- **Data listing**
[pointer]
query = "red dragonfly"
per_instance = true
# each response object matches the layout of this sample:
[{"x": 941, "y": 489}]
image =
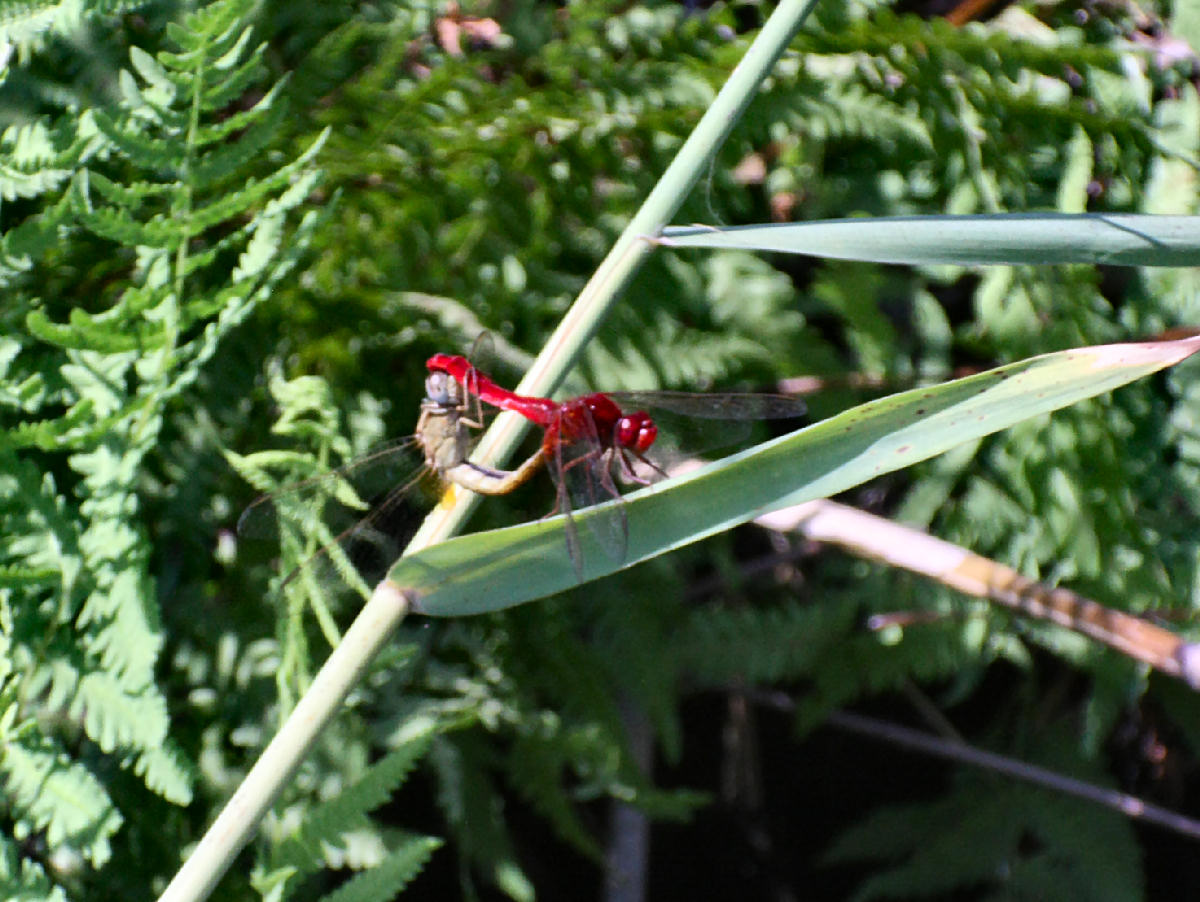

- **Given instruction**
Convert the lines of the items above into a Markdown table with the columns "Row" and "Content", numbering each line and skipping any blank ones. Leave the pictures out.

- **Reply**
| Row | Content |
|---|---|
| 1 | [pointer] |
| 2 | query = "red dragonfly" |
| 3 | per_instance = true |
| 4 | # each response object matches the layout of this sample: |
| 5 | [{"x": 941, "y": 489}] |
| 6 | image = |